-- BEGIN Supplied material --
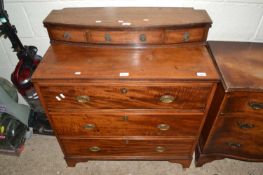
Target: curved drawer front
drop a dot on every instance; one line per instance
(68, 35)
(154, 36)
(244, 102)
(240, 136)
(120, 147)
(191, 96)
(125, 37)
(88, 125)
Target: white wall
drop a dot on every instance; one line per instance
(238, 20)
-- END Supplied material --
-- BEGIN Supplied material --
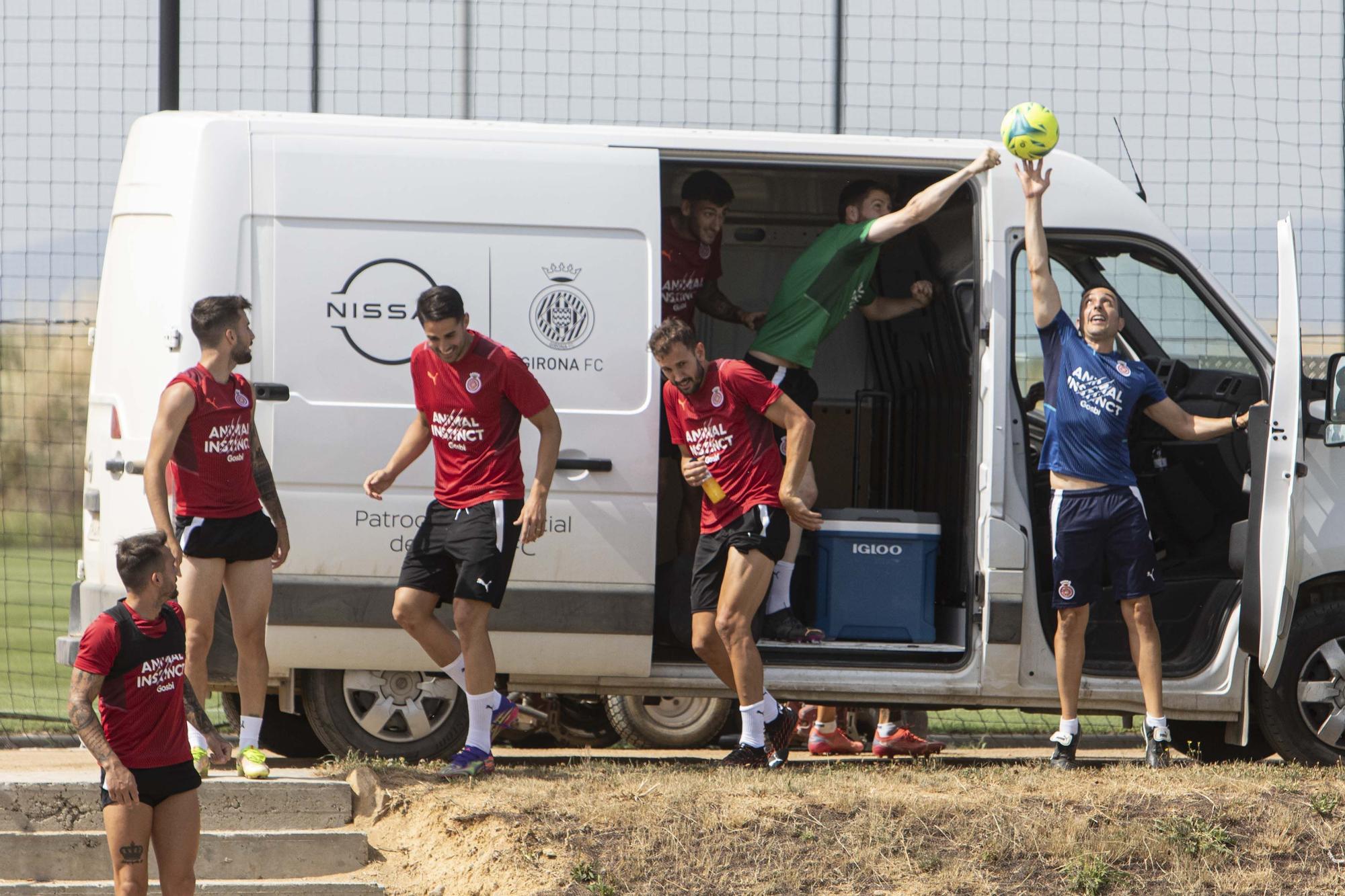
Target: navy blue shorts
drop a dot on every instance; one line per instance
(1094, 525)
-- END Supplied material --
◆ Problem
Reproduce the records verbatim from the line containing "Target: navy blue shorts" through the line containing "(1094, 525)", including both of those lines.

◆ Exercise output
Target: navy blue shorts
drop a dot on every instance; one line per instance
(1094, 525)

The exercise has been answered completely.